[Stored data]
------------

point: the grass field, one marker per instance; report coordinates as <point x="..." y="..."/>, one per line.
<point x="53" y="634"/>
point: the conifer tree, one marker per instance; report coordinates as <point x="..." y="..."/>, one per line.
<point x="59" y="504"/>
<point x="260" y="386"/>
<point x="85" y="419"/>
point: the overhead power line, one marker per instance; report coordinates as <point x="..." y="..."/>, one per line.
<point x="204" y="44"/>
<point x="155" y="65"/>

------------

* Brief:
The answer must be the line containing "point: the conifer" and every line after it through the end of the records, repeated exactly.

* Task solution:
point: the conifer tree, one marker per instance; report coordinates as <point x="..." y="..."/>, one per line.
<point x="59" y="504"/>
<point x="260" y="386"/>
<point x="85" y="419"/>
point: the overhead power line, one marker per instance; report coordinates as <point x="..." y="..."/>, one per line.
<point x="204" y="44"/>
<point x="155" y="65"/>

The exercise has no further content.